◆ What is required: Rewrite the lines of the material below with "Trace" changed to "Outline" everywhere and nothing else altered. Omit the pictures from your answer.

◆ Data supplied:
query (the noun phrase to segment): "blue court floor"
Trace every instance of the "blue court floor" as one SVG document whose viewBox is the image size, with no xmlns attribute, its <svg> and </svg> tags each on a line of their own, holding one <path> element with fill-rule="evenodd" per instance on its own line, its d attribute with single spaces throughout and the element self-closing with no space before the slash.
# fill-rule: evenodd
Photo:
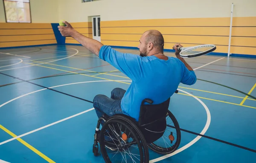
<svg viewBox="0 0 256 163">
<path fill-rule="evenodd" d="M 256 163 L 256 59 L 186 60 L 198 80 L 180 84 L 169 108 L 180 144 L 167 155 L 149 150 L 151 162 Z M 104 162 L 92 152 L 98 118 L 86 100 L 131 82 L 82 46 L 0 49 L 0 163 Z"/>
</svg>

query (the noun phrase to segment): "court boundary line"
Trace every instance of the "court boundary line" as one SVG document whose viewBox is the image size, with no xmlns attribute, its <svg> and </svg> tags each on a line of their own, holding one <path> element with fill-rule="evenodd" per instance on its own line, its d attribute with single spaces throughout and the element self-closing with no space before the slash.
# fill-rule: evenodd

◆ Final result:
query (the noun phrase to segment): "blue court floor"
Outline every instance of the "blue court floor" as one SVG document whose viewBox is the image size, with no xmlns attribute, its <svg> and </svg> tags each on a line of their own, holding one <path> element with fill-rule="evenodd" per instance on its own line, its d attribute with single spaces throughout and the element self-closing with no space before the slash.
# fill-rule: evenodd
Photo:
<svg viewBox="0 0 256 163">
<path fill-rule="evenodd" d="M 256 163 L 256 59 L 186 60 L 198 80 L 180 84 L 169 108 L 180 144 L 167 155 L 149 150 L 151 162 Z M 104 162 L 92 152 L 98 118 L 86 100 L 131 82 L 82 46 L 0 49 L 0 163 Z"/>
</svg>

query (the noun phrase to segment): "court boundary line"
Outline every instance of the "court boundary line" as one SVG document whose viewBox is the image size, with no xmlns attribute, its <svg> and </svg> tags each on a line of their own, holding one <path> element with fill-rule="evenodd" per instance on its own line, its d attribute with single spaces throughout and the element self-closing with no space before the slash.
# fill-rule: evenodd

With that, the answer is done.